_Instructions to follow_:
All entries shown below should be duplicated character for character.

━━ Extracted data ━━

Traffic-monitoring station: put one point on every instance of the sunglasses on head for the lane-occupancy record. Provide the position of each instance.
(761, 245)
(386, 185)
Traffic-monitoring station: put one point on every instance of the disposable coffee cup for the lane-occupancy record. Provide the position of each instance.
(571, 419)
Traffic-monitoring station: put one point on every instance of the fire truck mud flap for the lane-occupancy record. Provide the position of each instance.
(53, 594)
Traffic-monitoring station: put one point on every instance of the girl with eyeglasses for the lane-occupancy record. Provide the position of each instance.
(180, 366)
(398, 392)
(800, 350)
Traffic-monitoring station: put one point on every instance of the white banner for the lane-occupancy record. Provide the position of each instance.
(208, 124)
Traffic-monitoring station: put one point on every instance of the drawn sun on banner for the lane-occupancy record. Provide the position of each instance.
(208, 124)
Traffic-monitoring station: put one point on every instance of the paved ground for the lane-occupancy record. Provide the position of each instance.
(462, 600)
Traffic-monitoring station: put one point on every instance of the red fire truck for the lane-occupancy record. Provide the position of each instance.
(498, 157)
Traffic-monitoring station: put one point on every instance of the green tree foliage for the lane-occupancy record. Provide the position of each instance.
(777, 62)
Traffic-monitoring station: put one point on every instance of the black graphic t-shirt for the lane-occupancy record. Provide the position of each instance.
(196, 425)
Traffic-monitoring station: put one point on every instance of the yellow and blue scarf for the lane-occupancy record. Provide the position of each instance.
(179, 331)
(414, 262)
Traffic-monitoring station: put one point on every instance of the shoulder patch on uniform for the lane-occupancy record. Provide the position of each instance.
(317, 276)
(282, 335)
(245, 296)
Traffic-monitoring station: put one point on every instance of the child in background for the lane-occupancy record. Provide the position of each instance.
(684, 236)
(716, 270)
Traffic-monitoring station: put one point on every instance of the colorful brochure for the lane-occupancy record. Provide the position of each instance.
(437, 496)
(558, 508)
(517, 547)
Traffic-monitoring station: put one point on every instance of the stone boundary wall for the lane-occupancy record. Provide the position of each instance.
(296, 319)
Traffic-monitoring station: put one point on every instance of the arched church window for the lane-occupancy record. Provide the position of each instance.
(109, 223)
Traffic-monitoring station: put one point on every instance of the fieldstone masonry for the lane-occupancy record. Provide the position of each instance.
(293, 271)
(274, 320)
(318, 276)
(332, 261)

━━━

_Response below_:
Traffic-monitoring station: put one point on every instance of the sunglasses on head for the lane-occupancy record. Provide the position of each instance.
(761, 245)
(386, 185)
Traffic-monitoring station: put one point on every instance of the disposable coffee cup for the lane-occupancy record. Provide the position of each instance.
(571, 419)
Traffic-monitoring station: put one point on every instance of the fire truck mud flap for the lane-occupancy record. Provide the position of each instance.
(53, 594)
Traffic-monitoring station: put one point on every instance of the girl with eyeglasses for the lane-occupancy record. Provide the position of each instance.
(180, 366)
(398, 392)
(800, 350)
Traffic-monitoring station: put one point on every instance of the white banner for the lane-occupancy record. Provide the position of each instance.
(208, 124)
Traffic-monitoring station: put one point on every instance of the drawn sun on banner for the lane-occupancy record. Provide the position of each instance.
(208, 124)
Traffic-monitoring station: put one point on every instance of the paved ground for the lane-occupancy record. Provide the position of each instance.
(462, 600)
Traffic-monitoring station: put one point on every instance of the red fire truck for the lane-occupancy record. Provide the position of each instance.
(498, 157)
Traffic-monitoring station: put one point on every instance of the green tree foliage for the lane-occupancy record. Provide the position of each instance.
(777, 62)
Traffic-monitoring station: put one point on every instance of the black graphic t-shirt for the lane-occupancy record. Provide the position of each instance.
(196, 425)
Traffic-monitoring station: put one point on every instance of the yellow and blue scarf for the lane-occupancy record. Provide the position of each instance.
(179, 331)
(414, 262)
Traffic-monitoring station: put one point on every instance of the shoulder patch on uniform for the lane-occupancy record. Provide the position of each instance.
(317, 276)
(282, 335)
(245, 296)
Traffic-monitoring station: put one point on every instance of the child in background for the lane-occupancy record. Provide the position of each instance.
(684, 236)
(716, 270)
Traffic-monitoring station: put one point on every instance of the colorful brochure for the lane-occupancy record. Provide the position of each instance.
(437, 496)
(558, 508)
(517, 547)
Traffic-monitoring station: put one point on every instance of the stone boundary wall for the lane-occupancy record. Provide the position of each instance.
(296, 319)
Traffic-monitoring station: put one point on every instance of the arched church window for the lane-occupancy record. Provide the position of each instance.
(109, 223)
Traffic-monitoring station: put one point on every instance of the fieldstone masonry for the lane-occupancy record. Provide the position of each instance.
(293, 271)
(274, 320)
(318, 276)
(332, 261)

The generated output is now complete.